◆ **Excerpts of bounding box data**
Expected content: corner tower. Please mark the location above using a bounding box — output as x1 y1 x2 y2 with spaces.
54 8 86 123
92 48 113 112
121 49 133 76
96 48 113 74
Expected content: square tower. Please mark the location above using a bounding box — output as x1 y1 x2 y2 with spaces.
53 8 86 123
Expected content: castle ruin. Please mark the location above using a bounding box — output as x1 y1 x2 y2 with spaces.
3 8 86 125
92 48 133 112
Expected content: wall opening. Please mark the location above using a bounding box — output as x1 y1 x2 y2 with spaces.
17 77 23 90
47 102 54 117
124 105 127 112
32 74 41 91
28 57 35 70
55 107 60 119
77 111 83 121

--

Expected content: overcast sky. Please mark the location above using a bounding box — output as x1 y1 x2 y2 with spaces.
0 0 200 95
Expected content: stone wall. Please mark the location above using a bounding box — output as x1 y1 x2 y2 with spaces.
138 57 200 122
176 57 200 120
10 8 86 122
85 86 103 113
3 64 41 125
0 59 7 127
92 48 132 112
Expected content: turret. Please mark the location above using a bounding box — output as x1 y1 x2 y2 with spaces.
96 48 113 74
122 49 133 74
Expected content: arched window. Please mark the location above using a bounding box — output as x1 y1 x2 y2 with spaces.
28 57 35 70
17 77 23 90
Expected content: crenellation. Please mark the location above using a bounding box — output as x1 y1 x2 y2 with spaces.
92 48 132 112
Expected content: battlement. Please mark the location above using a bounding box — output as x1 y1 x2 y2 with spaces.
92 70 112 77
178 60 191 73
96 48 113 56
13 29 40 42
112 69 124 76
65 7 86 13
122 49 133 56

◆ **PROBLEM TO SOLVE**
Retype the lines above word for word, starting at the line that contains "Expected content: overcast" and ending at the line that contains "122 49 133 74", with both of those lines included.

◆ **RESULT OF THIS EXERCISE**
Expected content: overcast sky. Please mark the location above using a bounding box — output as x1 y1 x2 y2 with spaces.
0 0 200 95
Expected content: stone wall. Please mark the location above using a bounding box — output as x1 y1 x2 y2 with spaces.
138 57 200 122
176 57 200 120
10 8 86 122
85 86 103 113
3 64 41 125
0 59 7 127
92 48 132 112
Expected content: turret. Please mark the location above using a bounding box — output as x1 y1 x2 y2 with spaces.
96 48 113 74
122 49 133 74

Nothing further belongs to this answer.